REQUIRED ACTION: Write out, word for word, the part of the comments on DNA and endogamy between "Thanks for taking" and "left Illinois/Iowa completely.", inclusive.

SELECTED PASSAGE:
=== Begin Enclosure ===

I have just one group of families where I've not made any effort to pin down the DNA, though experience suggests it's more than likely Gardner. My great grandmother descended from her Raymond great grandparents three times due to first cousin marriages. Her Raymond great grandparents belonged to a group of famlies that had married each other for generations; Raymond, Davis, Hubbard and Rice. William Raymond and Mercy Davis descended from each of these families just once. But my DNA matches are full of people who descend from all four families. I mark them as Raymond Davis Hubbard Rice. There just doesn't seem to be a point to trying to pin down that DNA. My experience with semi-old DNA suggests that probably that DNA combined into hard and fast segments composed of DNA from all four families and then that got passed down. The segments wouldn't track further than this group of families. That is probably a microexample of what happens in true endogamy, where a number of people intermarried constantly and their DNA blended so now the descendants of an entire population all carry it.
The way he defined endogamy, it should be the two examples where an entire population literally carry the same DNA segments and it is not possible to use DNA to sort out lineages in a family tree,, but I believe the example he used is Old New England, where people often share multiple ancestors, but someone with time and patience can perfectly sort out which DNA segments came from which families! And he confused endogamy with pedigree collapse, which applies to Old New England pedigrees. I descend from entire blocks of my ancestry more than once. No wonder people here seem very confused on what is endogmany.
In Mormon territory, which is'nt teh same thing as Utah, you can easily run into problems with peoples' actual ancestors not being the ones documented on paper, and unless famly history has been passed down on who were the actual parents, which frequently does exist, there is simply no way to sort it out. Genetic information is useless without good trees to know what is what. It doesn't take actual endogamy to end up confused and unable to trace lineages. It didn't always happen. My Cloward-Pluck DNA lineages, though high caste Mormons who were personally close to the Prophet, somehow just didn't do a lot of plural marriages.
Thanks for taking the time to share your knowledge.
I was excited to see this episode. Recently I discovered that my husband is descended from some of the Mormon Pioneers also that were married in Nauvoo, IL in 1843 and 1844. Apparently, wife number one started calling herself a widow according to the following census data. However, thrulines partnered with DNA results are proving he and wife number one kept having children until he left Illinois/Iowa completely.

=== End Enclosure ===

DATA LISTING:

=== Begin Enclosure ===

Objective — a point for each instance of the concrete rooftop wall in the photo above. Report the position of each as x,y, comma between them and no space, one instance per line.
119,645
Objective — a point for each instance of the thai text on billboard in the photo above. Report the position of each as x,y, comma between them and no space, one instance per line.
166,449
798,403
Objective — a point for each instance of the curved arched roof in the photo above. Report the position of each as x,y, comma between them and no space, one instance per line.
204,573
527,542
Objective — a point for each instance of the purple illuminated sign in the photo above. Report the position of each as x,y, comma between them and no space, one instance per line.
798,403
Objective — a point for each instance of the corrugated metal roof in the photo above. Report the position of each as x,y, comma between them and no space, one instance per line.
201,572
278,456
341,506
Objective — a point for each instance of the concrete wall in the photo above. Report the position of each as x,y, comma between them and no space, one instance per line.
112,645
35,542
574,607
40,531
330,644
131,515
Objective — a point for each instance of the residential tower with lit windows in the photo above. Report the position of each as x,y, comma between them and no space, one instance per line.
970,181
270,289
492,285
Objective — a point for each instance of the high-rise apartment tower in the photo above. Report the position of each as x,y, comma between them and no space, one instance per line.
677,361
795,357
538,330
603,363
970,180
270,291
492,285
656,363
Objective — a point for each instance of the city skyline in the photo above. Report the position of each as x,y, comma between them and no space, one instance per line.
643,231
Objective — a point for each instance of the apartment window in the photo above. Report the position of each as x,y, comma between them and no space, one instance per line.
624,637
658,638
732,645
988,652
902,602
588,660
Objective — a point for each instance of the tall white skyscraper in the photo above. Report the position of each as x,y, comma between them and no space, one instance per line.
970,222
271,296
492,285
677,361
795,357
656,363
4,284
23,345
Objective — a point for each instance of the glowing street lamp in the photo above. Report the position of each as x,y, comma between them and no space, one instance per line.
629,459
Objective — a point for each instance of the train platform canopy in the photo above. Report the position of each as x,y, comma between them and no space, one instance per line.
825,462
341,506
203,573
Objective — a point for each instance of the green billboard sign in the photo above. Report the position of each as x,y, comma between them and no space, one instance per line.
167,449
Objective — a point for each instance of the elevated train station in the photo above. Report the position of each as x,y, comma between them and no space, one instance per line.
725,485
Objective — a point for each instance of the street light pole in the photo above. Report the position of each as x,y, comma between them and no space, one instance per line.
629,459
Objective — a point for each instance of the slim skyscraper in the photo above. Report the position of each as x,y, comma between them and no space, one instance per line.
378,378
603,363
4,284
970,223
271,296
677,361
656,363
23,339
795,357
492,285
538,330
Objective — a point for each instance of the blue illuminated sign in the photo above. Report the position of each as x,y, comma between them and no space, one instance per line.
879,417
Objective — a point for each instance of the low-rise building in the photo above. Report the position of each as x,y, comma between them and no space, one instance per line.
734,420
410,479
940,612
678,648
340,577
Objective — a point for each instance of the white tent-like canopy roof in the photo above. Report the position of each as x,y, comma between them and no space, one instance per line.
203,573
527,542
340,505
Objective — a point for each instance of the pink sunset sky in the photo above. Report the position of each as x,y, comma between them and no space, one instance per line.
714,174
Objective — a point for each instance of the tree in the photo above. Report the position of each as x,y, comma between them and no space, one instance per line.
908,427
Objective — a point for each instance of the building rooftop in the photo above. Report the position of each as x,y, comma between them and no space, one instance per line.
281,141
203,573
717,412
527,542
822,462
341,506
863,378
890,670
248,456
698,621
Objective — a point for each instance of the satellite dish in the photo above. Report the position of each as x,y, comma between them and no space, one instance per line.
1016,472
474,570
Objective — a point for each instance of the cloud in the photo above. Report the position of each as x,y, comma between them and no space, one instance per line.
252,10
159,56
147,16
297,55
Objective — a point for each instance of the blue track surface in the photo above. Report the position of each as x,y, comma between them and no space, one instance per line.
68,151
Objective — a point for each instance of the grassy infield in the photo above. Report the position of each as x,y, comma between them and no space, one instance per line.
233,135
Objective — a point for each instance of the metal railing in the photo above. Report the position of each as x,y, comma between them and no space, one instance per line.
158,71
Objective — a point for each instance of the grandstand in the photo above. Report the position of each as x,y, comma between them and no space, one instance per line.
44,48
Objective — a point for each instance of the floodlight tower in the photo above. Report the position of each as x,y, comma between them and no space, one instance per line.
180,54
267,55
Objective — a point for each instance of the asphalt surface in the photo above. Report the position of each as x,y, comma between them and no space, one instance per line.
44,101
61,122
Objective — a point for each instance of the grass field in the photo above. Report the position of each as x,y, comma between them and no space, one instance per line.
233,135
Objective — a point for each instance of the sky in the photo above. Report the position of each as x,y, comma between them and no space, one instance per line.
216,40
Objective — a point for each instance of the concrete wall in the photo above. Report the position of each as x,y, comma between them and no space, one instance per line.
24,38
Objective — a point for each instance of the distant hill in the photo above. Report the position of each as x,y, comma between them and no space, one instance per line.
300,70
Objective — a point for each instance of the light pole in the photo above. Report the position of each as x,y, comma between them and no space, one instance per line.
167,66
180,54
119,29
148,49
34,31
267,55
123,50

=== End Enclosure ===

EXPECTED ANSWER:
Thanks for taking the time to share your knowledge.
I was excited to see this episode. Recently I discovered that my husband is descended from some of the Mormon Pioneers also that were married in Nauvoo, IL in 1843 and 1844. Apparently, wife number one started calling herself a widow according to the following census data. However, thrulines partnered with DNA results are proving he and wife number one kept having children until he left Illinois/Iowa completely.